Stored data entries
══════════════════════════════
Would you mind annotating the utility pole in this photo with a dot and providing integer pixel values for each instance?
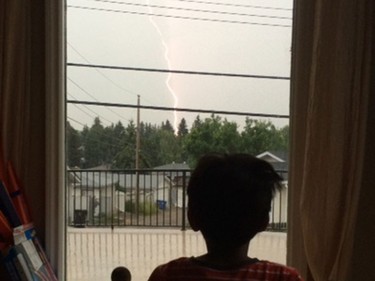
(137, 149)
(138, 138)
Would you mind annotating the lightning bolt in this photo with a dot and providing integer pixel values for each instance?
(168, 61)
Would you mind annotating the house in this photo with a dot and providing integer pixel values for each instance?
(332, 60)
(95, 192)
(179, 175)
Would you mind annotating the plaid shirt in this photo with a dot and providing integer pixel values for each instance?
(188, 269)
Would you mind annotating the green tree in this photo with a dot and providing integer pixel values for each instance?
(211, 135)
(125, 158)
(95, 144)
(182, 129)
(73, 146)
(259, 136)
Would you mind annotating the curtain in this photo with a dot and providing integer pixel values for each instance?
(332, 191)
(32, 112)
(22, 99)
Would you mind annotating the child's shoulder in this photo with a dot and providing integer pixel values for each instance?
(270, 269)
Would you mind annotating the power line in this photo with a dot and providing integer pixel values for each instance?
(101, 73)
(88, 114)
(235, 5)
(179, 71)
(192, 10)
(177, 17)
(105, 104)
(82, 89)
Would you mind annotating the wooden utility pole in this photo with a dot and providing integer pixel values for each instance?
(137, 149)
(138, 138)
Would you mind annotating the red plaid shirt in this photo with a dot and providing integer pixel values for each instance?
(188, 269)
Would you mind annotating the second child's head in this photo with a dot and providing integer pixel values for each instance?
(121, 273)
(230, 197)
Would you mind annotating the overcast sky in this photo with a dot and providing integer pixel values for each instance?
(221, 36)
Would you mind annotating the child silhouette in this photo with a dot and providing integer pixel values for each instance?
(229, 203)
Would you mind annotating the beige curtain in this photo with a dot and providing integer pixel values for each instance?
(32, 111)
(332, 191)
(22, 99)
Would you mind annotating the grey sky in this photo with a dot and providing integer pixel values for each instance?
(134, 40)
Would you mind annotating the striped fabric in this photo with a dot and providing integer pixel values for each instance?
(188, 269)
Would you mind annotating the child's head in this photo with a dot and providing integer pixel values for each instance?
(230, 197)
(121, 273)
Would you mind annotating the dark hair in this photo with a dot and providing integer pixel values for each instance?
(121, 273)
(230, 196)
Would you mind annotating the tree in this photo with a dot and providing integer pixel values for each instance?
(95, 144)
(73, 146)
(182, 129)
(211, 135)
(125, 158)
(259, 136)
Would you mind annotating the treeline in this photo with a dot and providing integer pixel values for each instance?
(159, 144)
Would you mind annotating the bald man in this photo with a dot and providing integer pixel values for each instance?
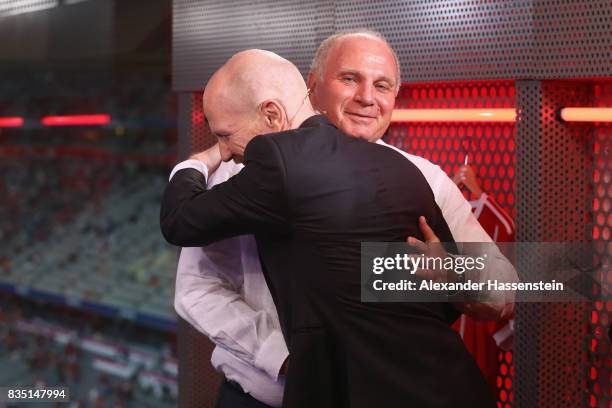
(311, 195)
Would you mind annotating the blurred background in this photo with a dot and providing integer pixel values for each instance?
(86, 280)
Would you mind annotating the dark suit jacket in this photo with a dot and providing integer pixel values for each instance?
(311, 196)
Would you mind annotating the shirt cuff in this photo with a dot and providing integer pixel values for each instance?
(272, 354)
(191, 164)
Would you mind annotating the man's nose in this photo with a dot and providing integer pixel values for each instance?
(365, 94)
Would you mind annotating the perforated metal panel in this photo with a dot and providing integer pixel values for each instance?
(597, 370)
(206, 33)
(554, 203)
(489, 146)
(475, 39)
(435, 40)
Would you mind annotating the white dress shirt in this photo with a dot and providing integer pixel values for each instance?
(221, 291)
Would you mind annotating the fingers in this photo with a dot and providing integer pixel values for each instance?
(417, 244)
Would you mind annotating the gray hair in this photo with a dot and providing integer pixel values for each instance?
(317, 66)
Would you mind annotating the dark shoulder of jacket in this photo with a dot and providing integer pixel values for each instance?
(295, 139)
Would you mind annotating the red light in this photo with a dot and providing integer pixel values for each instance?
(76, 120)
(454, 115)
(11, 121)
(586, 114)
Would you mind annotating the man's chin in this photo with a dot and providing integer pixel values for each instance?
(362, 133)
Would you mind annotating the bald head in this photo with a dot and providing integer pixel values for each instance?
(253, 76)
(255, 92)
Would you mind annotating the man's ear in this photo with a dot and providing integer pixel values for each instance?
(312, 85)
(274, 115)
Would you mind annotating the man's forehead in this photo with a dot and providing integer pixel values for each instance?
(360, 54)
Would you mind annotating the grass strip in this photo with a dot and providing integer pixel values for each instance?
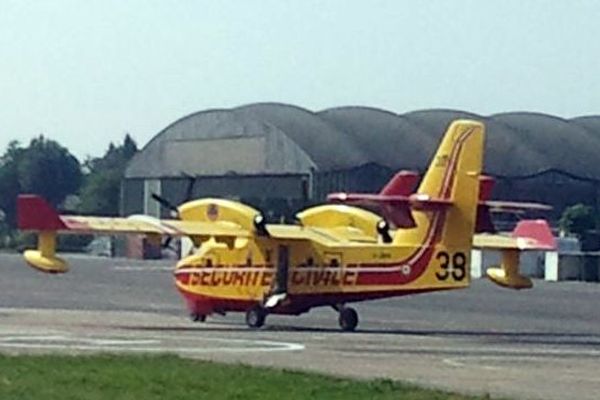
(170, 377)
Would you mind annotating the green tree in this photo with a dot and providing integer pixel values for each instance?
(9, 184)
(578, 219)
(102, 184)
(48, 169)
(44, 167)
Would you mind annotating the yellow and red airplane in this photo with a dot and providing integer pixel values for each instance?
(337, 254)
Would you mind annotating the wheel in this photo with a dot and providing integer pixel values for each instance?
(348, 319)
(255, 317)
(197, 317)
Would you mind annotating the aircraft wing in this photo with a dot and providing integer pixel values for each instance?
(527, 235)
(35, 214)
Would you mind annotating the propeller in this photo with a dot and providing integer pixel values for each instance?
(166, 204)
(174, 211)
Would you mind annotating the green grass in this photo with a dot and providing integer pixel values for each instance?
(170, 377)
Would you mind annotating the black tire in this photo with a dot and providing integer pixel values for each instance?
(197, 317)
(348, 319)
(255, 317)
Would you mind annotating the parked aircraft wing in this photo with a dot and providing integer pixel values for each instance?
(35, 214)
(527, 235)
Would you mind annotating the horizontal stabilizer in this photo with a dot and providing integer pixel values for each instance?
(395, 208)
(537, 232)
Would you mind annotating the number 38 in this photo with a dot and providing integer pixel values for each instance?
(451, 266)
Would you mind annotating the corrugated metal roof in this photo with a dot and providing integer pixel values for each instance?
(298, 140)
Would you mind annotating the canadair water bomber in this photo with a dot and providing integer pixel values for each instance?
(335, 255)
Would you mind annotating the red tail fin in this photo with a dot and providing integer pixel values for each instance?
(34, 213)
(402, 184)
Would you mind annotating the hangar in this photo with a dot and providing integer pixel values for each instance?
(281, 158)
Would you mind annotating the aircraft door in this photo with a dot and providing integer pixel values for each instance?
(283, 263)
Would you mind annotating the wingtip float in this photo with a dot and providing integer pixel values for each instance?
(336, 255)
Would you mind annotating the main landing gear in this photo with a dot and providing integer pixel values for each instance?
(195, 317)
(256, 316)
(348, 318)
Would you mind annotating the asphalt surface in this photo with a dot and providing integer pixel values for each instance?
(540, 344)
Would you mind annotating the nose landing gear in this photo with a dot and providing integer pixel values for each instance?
══════════════════════════════
- Task to carry out: Copy out all the data exactly; skip the pictures.

- Exercise answer:
Would you mind annotating the utility pole in this photo with a dot and providing integer pixel values for each instance?
(137, 149)
(138, 138)
Would you mind annotating the lightning bolt in this photo with a dot and providing integer pixel values for each instance?
(168, 61)
Would you mind annotating the house in this photo with a dot and providing integer pixel values for each instance?
(332, 60)
(95, 192)
(179, 175)
Would you mind annotating the plaid shirt in this photo with a dot and providing integer pixel values for each instance?
(188, 269)
Would you mind annotating the green tree in this photo with a dot and providing integer pixel values for each instance?
(211, 135)
(125, 158)
(95, 144)
(182, 129)
(73, 146)
(259, 136)
Would you mind annotating the curtain in this photo with a dot and providing integer pixel values for each instance?
(332, 191)
(32, 112)
(22, 99)
Would you mind annotating the child's shoulder in this photo with a dot and providing integer pixel values for each instance?
(270, 269)
Would you mind annotating the power line in this photo with a dot and providing integer pixel values for each instance?
(101, 73)
(88, 114)
(235, 5)
(179, 71)
(192, 10)
(177, 17)
(105, 104)
(82, 89)
Would you mind annotating the wooden utility pole in this photo with a dot and providing integer pixel values for each instance?
(137, 149)
(138, 138)
Would you mind annotating the red plaid shirt in this photo with a dot and providing integer pixel values for each instance?
(188, 269)
Would you mind annotating the second child's head in this photo with a dot and providing integer pixel values for each instance?
(121, 273)
(230, 197)
Would you mind annotating the overcast sky in this photo with a dot and providing integer pixel values for each instance?
(221, 36)
Would you mind annotating the child silhouette in this photo with a dot and providing integer pixel values for each instance?
(229, 203)
Would you mind annotating the beige curtain in this photo with a dot and providing integer pixel values for each instance?
(32, 111)
(332, 191)
(22, 99)
Would you mind annotating the grey sky in this photo with a dot and providing integer pixel values for each instance?
(134, 40)
Would you mind annotating the striped fabric in this photo with a dot and providing integer pixel values for each instance?
(188, 269)
Would you mind annotating the child's head in this photo with a dot and providing integer pixel values for each instance?
(230, 197)
(121, 273)
Would you mind annotating the dark hair in this photo with a dot and providing integer pixel values for each instance?
(121, 273)
(230, 196)
Would you mind annotating the tree in this photo with a dot and providing integer pixel values for each instance?
(95, 144)
(73, 146)
(182, 129)
(211, 135)
(125, 158)
(259, 136)
Would you mind annotating the treeline in this photo with a dot and providing integer pixel values for each instance?
(159, 144)
Would you mind annotating the bald man in this photo with a dot and providing integer pixel values for each instance?
(311, 195)
Would you mind annotating the blurred background in this photo with a dot and providing integer pixel values for each instance?
(86, 280)
Would you mind annotating the dark suit jacket in this photo with a dot and providing integer pixel values for each instance?
(311, 196)
Would you mind annotating the shirt cuff in this photo with a dot and providing integer pixel values for each instance?
(272, 354)
(191, 164)
Would you mind annotating the man's nose in this photo with a dot and providing integer pixel values for each instance?
(365, 94)
Would you mind annotating the perforated metal panel in this photo with a dot and providing integer pixel values for each instance?
(597, 370)
(206, 33)
(554, 203)
(489, 146)
(475, 39)
(435, 40)
Would you mind annotating the white dress shirt in this photo with a dot and providing integer pixel values for each instance?
(221, 291)
Would you mind annotating the fingers in this photo with a dot and providing integer pixel values for each instance?
(417, 244)
Would you mind annotating the gray hair in this photo with a dot and providing integer pixel values for each instance?
(317, 66)
Would you mind annotating the dark shoulder of jacket in this photo with a dot and providing integer pixel values for each instance?
(295, 139)
Would you mind annotating the red light in this photo with a dot and providing integer pixel values for each instance?
(76, 120)
(454, 115)
(11, 121)
(586, 114)
Would you mind annotating the man's chin in this photo with a dot and providing integer pixel values for each instance?
(362, 133)
Would you mind annotating the bald head in this photo with a dot and providing integer pixel values for each instance?
(253, 76)
(255, 92)
Would you mind annotating the man's ear in this photo with a dot and providing integer pixel values for each instance?
(312, 85)
(274, 115)
Would you mind annotating the man's forehead in this photo with a dot and providing integer pixel values for each instance?
(360, 54)
Would you mind annotating the grass strip in this photo with a dot and providing integer pixel values for each instance?
(170, 377)
Would you mind annotating the green tree in this photo with a dot and providing integer pixel values for each instance?
(9, 184)
(578, 219)
(102, 184)
(48, 169)
(44, 167)
Would you mind annotating the yellow and red airplane in this photo with a dot and providing integer pixel values for each instance?
(337, 254)
Would you mind annotating the wheel in this photo with a dot and providing integer pixel values for each instance?
(348, 319)
(255, 317)
(197, 317)
Would you mind annotating the aircraft wing in this photo with a dot and providing integer pixel values for each instance?
(527, 235)
(35, 214)
Would you mind annotating the propeller in this photo with a dot and providing integer pixel values for each instance?
(166, 204)
(174, 211)
Would you mind annotating the green grass in this photo with a dot and providing integer pixel values for each instance?
(170, 377)
Would you mind annotating the black tire in this photo with a dot and providing integer pixel values for each instance?
(197, 317)
(348, 319)
(255, 317)
Would you mind annotating the parked aircraft wing in this photo with a dot and providing integer pixel values for each instance?
(35, 214)
(527, 235)
Would you mind annotating the horizontal stabilizer in this photo with a dot and providing integer pixel values for each instance?
(395, 208)
(537, 232)
Would you mind annotating the number 38 in this photo with a dot and providing integer pixel values for each instance?
(451, 266)
Would you mind annotating the corrugated metal roof in this photo with a dot and providing integer pixel values for each instance?
(298, 140)
Would you mind annotating the canadair water bomber in this photo with a dot and providing integer pixel values for each instance?
(335, 255)
Would you mind annotating the red tail fin in this photo with a dot and providing integer pixel values for each instance?
(34, 213)
(402, 184)
Would you mind annotating the hangar in this photo with a dot and providing integer pixel values for each instance?
(281, 158)
Would you mind annotating the aircraft door in this photo with a dot and providing integer pixel values for each instance?
(283, 263)
Would you mind annotating the wingtip float in this photo with a dot and providing integer pixel values for each instance?
(336, 255)
Would you mind annotating the main landing gear in this photo with a dot and providing integer pixel values for each instance?
(195, 317)
(256, 316)
(348, 318)
Would you mind annotating the asphalt surface in this photo with a dot and providing integer pixel values for each instance?
(540, 344)
Would you mind annotating the nose landing gear in this photo with a dot and providing integer pixel values for each instance?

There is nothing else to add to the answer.